• **Given text**

Monday 30 July 2007

Olly back on Dragon's Den

This week saw Olly Daglish back on the TV show “Dragon’s Den” – this time in a follow-up show entitled "The Dragons’ Den – Where Are They Now?"

The BBC show is based around would-be entrepreneurs pitching their money-spinning ideas to gain business financing to a panel of five "dragons". The Dragons are all established business people with money to make things happen. However, the entrepreneurs need all their powers of persuasion, reasoning and presentation to convince the five Dragons that their business is worth investing in.

Olly first appeared on the show in February seeking investment in his Ollypop surf towel – but then his idea was harshly criticised by dragon Theo Paphitis. “It’s about as useful as knickers on a kipper!” Theo declared.

This week's show looked at what had happened since, and showed Olly in his home environment - down on the beach.

Olly reflected: “Theo’s not from a surfing background so I can understand why he couldn’t see the potential in the towel. But I was determined to come away from the Den with something, and the “kipper’s knickers” quote was it!”

He added: “I just couldn’t resist. It would be a shame to let such a quirky phrase go to waste so we’re using it as our new slogan. Ollypop - the kipper’s knickers!- just like the ‘bee’s knees’ or the ‘cat’s whiskers’!”

The Ollypop towel range has been expanded to include ‘Girlpop’, designed specifically to appeal to the growing band of surf girls, and the ‘Grompop’ for kids - in addition to the 'Original', which is an updated version of the towel Olly took to the Den. Orders are up - and the ‘kipper’s knickers’ phrase is catching on.

Friday 27 July 2007

Australian convict records

This week it was announced that details of Australian convict records for the period 1788 to 1868 have been released online through subscription site Ancestry.

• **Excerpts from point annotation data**
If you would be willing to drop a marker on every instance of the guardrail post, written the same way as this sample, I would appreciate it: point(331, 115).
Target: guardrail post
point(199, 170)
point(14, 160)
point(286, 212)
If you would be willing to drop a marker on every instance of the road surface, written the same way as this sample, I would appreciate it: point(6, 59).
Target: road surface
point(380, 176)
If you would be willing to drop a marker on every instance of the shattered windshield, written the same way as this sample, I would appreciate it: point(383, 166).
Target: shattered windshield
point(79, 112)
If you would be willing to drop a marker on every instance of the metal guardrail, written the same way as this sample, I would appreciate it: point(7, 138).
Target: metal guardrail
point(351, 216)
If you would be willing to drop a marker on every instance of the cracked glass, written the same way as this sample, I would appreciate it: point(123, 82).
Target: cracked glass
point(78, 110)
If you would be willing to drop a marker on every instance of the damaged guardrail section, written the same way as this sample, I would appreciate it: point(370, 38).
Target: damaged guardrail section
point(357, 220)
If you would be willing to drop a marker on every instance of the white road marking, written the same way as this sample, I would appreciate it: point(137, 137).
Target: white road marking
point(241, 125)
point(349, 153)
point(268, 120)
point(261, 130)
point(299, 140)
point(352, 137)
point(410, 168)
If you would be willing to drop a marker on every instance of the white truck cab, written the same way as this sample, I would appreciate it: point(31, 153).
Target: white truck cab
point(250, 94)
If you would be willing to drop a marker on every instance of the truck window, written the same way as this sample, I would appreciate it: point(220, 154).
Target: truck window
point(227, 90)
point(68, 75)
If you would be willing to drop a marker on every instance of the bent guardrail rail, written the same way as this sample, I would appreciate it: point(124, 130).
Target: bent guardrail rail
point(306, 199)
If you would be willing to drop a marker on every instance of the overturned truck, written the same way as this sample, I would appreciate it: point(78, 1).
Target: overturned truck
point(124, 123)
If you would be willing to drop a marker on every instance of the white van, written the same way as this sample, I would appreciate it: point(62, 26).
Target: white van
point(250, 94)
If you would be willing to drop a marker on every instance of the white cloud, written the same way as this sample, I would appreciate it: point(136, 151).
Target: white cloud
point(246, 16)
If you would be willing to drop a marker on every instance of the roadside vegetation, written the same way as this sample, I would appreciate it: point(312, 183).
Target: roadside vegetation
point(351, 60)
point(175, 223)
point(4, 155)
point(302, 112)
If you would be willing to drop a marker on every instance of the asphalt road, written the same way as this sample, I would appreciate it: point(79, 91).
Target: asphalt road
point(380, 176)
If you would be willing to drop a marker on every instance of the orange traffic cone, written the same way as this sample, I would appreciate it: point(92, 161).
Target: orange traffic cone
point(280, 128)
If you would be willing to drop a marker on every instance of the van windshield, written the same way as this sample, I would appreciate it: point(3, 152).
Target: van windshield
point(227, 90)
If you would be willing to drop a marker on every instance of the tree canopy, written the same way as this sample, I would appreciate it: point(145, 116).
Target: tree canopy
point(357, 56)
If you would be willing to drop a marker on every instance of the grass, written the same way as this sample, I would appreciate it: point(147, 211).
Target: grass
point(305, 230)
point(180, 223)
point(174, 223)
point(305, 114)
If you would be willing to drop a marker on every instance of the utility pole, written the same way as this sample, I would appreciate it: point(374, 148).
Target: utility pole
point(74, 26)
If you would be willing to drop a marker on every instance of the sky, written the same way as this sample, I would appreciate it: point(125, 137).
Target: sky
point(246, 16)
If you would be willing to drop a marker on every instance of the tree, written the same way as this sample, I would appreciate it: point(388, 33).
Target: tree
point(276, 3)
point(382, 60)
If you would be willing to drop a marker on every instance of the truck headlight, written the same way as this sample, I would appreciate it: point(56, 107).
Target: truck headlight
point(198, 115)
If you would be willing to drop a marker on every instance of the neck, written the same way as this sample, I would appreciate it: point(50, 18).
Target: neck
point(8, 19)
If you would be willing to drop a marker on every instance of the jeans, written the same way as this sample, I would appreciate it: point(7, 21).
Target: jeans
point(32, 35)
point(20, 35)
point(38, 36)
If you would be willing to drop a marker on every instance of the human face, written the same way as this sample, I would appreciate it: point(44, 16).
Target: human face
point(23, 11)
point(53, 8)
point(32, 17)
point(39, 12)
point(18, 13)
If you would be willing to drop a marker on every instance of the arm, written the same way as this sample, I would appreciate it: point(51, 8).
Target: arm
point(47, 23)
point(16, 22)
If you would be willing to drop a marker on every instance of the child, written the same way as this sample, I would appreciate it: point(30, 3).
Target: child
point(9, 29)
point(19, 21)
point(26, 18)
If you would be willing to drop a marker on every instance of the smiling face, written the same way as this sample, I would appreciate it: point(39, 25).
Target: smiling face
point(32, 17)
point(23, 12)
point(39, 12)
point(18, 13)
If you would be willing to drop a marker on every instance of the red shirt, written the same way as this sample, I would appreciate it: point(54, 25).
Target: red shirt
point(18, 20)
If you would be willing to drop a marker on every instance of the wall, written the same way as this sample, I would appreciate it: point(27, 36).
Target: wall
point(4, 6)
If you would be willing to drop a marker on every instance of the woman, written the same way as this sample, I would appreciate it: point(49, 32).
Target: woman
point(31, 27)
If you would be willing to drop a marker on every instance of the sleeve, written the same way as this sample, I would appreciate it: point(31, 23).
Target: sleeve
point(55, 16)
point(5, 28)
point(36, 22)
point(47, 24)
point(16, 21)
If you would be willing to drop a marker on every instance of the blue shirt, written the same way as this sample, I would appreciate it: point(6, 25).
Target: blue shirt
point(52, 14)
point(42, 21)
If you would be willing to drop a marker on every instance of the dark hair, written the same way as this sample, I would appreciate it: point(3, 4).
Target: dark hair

• **Tasks for this exercise**
1 > Answer these questions using the news page:
(a) Which dragon harshly criticized the Ollypop surf towel?
(b) Which towel in the Ollypop range is meant for kids?
(c) Through which subscription site were the Australian convict records released online?
2 > Rewrite the stretch of the news page from "Monday 30 July" through "worth investing in.", substituting "inventors" for "entrepreneurs".
Rely solely on the news page when responding.

• **Answers provided**
1 >
(a) Theo Paphitis
(b) The 'Grompop'
(c) Ancestry

2 >
Monday 30 July 2007

Olly back on Dragon's Den

This week saw Olly Daglish back on the TV show “Dragon’s Den” – this time in a follow-up show entitled "The Dragons’ Den – Where Are They Now?"

The BBC show is based around would-be inventors pitching their money-spinning ideas to gain business financing to a panel of five "dragons". The Dragons are all established business people with money to make things happen. However, the inventors need all their powers of persuasion, reasoning and presentation to convince the five Dragons that their business is worth investing in.